▸ **Work request**
Nothing but the records beneath, reproduced exactly, should appear in the answer.

#####

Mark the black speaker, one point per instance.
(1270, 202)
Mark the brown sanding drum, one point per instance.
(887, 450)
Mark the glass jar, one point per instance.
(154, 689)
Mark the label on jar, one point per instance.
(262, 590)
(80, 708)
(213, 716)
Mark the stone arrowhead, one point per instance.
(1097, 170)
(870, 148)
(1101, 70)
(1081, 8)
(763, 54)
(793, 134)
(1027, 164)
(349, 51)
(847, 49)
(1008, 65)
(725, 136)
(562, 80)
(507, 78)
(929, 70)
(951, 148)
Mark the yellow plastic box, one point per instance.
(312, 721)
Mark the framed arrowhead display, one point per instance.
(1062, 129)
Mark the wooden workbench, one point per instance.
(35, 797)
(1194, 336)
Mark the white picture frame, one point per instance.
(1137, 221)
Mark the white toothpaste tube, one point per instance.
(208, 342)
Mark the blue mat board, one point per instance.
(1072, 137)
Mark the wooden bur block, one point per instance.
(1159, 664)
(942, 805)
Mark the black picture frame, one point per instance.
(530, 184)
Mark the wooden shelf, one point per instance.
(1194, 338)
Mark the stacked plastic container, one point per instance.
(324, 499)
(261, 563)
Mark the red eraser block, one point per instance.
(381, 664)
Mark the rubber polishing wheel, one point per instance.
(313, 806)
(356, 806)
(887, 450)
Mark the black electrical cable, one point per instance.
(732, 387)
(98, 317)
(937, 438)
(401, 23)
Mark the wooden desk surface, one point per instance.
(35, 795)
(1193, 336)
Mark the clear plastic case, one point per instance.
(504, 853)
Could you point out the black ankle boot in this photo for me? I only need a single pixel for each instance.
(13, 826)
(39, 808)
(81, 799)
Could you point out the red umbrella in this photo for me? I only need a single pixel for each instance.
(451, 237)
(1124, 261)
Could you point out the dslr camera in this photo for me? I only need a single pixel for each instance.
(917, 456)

#####

▸ **Finished exercise**
Mark the black speaker, one point per instance.
(1270, 202)
Mark the brown sanding drum, one point per instance.
(887, 450)
Mark the glass jar, one point per instance.
(154, 689)
Mark the label on jar, one point per instance.
(262, 590)
(80, 708)
(213, 716)
Mark the stone arrowhead, one point per instance.
(1097, 170)
(870, 148)
(1101, 70)
(1081, 8)
(763, 54)
(793, 134)
(1027, 164)
(349, 51)
(847, 49)
(1008, 65)
(725, 136)
(562, 80)
(507, 78)
(929, 70)
(951, 148)
Mark the yellow plastic box, one point per instance.
(312, 721)
Mark the framed arrowhead display, one point per instance.
(1062, 129)
Mark the wooden workbench, one point per instance.
(35, 797)
(1194, 336)
Mark the white picture frame, one point per instance.
(1137, 221)
Mark the white toothpaste tube, one point per instance.
(208, 342)
Mark the blue mat board, one point per instance.
(1072, 137)
Mark the wooden bur block, one point per instance.
(1159, 664)
(942, 805)
Mark the black picture frame, one point per instance.
(530, 184)
Mark the wooden shelf, one point per instance.
(1194, 338)
Mark the stacked plastic container, one point per instance.
(324, 499)
(261, 563)
Mark the red eraser block, one point per instance.
(381, 664)
Mark the rubber polishing wheel, one point per instance.
(313, 806)
(356, 806)
(887, 450)
Mark the black electrical cable, one point per instance.
(732, 387)
(98, 317)
(937, 438)
(401, 23)
Mark the wooden desk surface, one point per instance.
(35, 795)
(1193, 336)
Mark the clear plastic case, one point per instance.
(504, 853)
Could you point out the black ankle boot in this photo for me? I only need a single pixel for each instance.
(13, 826)
(39, 808)
(81, 799)
Could you point out the red umbrella in this photo for me? I only need a single pixel for each instance.
(451, 237)
(1124, 261)
Could you point out the dslr camera in this photo for me? I only need a single pixel for each instance.
(917, 456)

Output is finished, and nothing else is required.